Transcribe all the entries word for word, omitting any pictures they contain.
***
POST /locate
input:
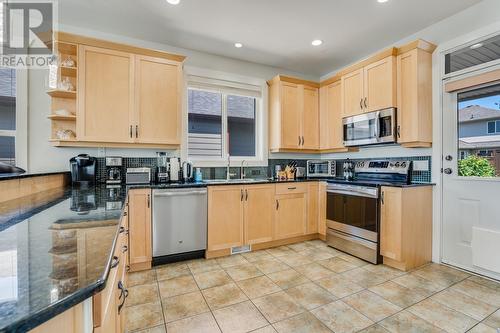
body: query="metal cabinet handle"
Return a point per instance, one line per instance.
(115, 261)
***
Expected answer |
POST /locate
input:
body: query="metal cabinet handle"
Return a point per instance, one line per instance.
(115, 261)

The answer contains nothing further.